For the data that follows, report how many lines contain the word "clicks", and nothing else.
Information Block Start
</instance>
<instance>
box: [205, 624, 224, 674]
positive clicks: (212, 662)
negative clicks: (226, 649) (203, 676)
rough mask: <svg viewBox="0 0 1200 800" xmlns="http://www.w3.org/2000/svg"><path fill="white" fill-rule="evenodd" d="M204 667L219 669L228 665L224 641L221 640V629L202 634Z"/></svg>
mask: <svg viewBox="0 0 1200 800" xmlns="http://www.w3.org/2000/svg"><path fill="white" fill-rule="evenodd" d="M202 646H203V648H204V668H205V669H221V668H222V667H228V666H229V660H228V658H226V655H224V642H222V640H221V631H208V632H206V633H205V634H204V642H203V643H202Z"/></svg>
Information Block End
◆ **Completed task**: 2